** Opening SUPPLIED MATERIAL block **

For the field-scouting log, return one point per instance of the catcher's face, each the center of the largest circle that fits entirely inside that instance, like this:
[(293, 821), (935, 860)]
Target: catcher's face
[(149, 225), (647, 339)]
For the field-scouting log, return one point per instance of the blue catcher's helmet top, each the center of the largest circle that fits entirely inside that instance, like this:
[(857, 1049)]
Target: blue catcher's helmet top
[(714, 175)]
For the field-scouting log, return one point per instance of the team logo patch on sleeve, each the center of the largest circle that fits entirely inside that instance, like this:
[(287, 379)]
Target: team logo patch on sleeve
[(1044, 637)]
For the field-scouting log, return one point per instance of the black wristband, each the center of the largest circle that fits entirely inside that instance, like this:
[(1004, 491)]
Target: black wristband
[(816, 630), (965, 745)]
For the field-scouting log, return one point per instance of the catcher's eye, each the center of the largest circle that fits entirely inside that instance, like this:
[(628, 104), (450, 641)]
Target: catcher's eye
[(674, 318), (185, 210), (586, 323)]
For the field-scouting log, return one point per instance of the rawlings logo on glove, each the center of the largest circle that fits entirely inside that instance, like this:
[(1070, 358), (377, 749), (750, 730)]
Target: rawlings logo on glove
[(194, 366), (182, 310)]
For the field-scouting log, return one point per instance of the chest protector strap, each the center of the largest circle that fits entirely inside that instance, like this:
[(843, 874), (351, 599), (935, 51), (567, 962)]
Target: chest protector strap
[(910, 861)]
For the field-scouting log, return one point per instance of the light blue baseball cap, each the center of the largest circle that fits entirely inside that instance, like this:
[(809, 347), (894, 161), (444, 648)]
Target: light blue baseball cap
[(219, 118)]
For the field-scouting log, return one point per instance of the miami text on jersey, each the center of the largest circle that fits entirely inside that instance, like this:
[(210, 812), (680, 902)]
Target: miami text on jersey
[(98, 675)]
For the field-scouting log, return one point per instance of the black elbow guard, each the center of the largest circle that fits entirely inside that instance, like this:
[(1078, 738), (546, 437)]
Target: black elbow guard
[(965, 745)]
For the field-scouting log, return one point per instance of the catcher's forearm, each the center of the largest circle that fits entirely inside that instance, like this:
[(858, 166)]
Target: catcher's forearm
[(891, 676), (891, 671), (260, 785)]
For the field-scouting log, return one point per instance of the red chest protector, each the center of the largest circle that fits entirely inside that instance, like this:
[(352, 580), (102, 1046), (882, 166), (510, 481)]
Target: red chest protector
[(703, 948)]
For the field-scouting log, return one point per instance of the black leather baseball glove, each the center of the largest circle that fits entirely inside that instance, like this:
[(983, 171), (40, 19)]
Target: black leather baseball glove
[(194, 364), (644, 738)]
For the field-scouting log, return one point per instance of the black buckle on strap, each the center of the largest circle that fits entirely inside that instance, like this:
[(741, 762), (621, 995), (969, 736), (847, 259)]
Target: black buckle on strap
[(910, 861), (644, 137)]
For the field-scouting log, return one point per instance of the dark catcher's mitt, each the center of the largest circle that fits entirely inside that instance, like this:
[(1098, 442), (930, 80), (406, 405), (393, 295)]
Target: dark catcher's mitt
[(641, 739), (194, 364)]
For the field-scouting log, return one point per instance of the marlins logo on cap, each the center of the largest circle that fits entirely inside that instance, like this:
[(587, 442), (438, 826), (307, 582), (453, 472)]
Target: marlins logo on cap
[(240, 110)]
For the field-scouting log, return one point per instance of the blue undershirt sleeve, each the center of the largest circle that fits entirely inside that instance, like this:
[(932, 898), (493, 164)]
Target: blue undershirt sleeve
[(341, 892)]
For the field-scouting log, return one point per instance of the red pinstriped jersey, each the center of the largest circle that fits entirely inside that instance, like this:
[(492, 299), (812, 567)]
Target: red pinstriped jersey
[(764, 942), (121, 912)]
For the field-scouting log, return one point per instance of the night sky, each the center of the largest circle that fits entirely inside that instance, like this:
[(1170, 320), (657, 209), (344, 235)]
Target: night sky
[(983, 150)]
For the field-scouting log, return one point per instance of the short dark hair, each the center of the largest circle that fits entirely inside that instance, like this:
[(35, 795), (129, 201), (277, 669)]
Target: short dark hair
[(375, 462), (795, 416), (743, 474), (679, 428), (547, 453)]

** Closing SUPPLIED MATERIAL block **

## EXERCISE DESCRIPTION
Would you copy, unchanged, the stretch of the records above that begins at the line containing "Target: catcher's eye" and ends at the line containing "of the rawlings", and only that?

## SOLUTION TO THIS TASK
Target: catcher's eye
[(674, 318), (185, 210), (586, 323)]
For the field-scouting log, return one point per instance of the rawlings logo on glove, each the center of the largest circle that fits entirely inside that instance, like this:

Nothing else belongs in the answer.